Take the line containing "example [(291, 29)]" and every line after it in the data below, and print them exactly as given, with nothing else.

::::

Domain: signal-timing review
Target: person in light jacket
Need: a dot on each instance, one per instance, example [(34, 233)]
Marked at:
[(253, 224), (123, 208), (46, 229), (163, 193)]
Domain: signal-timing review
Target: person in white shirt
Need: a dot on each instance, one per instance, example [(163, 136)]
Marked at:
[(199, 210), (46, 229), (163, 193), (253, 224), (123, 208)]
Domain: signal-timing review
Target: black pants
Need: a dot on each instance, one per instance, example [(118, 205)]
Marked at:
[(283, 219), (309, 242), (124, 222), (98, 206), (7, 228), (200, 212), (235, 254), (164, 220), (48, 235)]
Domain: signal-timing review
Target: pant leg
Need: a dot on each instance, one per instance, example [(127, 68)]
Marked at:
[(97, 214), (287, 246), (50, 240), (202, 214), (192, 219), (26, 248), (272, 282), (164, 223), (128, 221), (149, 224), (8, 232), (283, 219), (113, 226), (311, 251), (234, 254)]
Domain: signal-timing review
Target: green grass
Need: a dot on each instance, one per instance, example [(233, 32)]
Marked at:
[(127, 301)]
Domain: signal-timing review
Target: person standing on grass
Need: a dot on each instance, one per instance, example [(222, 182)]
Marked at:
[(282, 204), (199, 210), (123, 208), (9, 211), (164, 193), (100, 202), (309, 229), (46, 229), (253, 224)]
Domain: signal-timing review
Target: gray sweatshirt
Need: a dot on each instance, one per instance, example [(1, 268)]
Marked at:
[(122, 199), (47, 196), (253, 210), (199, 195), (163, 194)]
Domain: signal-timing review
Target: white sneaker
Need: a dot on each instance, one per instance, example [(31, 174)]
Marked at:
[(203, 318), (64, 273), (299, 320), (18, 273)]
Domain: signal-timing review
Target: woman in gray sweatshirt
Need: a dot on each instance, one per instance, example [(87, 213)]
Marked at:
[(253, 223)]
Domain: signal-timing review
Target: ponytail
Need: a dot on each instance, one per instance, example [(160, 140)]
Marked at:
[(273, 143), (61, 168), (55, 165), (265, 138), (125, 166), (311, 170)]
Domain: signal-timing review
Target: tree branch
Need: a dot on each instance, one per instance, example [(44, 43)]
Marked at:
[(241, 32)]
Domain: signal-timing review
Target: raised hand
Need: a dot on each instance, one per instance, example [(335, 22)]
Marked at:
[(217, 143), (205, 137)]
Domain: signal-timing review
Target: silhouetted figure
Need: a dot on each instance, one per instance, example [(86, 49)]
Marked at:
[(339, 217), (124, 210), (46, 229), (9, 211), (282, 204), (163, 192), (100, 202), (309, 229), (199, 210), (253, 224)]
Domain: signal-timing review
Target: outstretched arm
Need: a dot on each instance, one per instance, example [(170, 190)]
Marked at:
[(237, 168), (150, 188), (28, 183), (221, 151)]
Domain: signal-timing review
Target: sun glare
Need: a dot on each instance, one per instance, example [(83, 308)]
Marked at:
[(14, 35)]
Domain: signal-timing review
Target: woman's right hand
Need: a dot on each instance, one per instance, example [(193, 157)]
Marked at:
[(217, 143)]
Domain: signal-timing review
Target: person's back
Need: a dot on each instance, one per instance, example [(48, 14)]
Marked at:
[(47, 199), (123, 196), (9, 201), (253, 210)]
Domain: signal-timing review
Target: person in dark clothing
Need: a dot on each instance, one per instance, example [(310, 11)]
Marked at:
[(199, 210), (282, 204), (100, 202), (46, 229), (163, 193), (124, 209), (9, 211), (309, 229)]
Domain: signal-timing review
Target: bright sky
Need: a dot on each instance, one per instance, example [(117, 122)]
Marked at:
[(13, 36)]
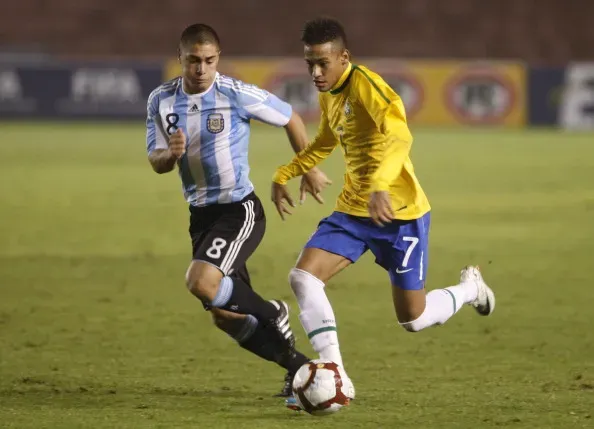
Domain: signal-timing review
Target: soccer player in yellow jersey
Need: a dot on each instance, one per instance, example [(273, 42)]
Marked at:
[(382, 206)]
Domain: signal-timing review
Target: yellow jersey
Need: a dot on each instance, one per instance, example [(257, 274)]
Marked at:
[(366, 118)]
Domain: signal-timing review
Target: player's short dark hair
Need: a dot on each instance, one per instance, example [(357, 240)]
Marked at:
[(199, 33), (323, 30)]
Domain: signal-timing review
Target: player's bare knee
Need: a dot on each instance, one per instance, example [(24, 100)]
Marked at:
[(201, 286)]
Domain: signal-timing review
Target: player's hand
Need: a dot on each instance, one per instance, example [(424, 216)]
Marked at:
[(177, 143), (380, 208), (280, 195), (313, 183)]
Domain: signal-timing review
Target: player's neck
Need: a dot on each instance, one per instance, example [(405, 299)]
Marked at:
[(197, 91), (343, 76)]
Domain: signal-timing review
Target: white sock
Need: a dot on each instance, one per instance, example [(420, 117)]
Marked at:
[(317, 316), (441, 304)]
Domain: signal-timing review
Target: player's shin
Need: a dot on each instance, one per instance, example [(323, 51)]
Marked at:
[(440, 305), (263, 342), (317, 316), (236, 296)]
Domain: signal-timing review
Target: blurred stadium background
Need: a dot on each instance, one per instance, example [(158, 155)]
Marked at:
[(96, 329)]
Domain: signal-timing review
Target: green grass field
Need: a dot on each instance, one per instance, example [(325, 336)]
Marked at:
[(97, 329)]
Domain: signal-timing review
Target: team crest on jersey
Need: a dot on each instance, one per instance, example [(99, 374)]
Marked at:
[(215, 123), (348, 110)]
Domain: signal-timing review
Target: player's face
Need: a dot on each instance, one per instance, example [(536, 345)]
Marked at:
[(199, 66), (326, 63)]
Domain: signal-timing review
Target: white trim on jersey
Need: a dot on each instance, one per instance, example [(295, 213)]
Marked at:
[(244, 233)]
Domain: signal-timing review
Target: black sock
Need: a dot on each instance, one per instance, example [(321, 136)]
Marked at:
[(266, 344), (236, 296)]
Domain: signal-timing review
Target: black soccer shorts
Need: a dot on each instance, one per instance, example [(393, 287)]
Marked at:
[(226, 235)]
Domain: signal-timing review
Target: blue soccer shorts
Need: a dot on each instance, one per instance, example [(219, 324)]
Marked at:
[(400, 247)]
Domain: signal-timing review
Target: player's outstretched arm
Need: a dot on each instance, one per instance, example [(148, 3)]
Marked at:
[(315, 180), (304, 161), (162, 152)]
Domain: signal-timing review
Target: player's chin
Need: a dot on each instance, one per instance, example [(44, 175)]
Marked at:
[(322, 87)]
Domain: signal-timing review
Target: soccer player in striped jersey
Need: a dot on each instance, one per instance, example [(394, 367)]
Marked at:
[(382, 206), (200, 122)]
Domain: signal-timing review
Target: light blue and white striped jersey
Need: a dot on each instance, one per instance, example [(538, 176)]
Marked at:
[(214, 169)]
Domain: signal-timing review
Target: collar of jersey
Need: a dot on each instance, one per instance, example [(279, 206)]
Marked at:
[(344, 80), (200, 94)]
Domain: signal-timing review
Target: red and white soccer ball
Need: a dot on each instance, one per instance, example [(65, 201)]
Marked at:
[(321, 387)]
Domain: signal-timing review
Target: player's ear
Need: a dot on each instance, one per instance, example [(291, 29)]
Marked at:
[(345, 57)]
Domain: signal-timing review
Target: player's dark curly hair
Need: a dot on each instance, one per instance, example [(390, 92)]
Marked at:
[(199, 33), (323, 30)]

::::

— Task solution —
Need: a dot on each instance, one per instance, example [(291, 29)]
Marked at:
[(345, 57)]
Domain: signal-timing review
Target: player's dark curly hair
Need: a dot on each instance, one per instance, example [(390, 92)]
Marked at:
[(199, 33), (323, 30)]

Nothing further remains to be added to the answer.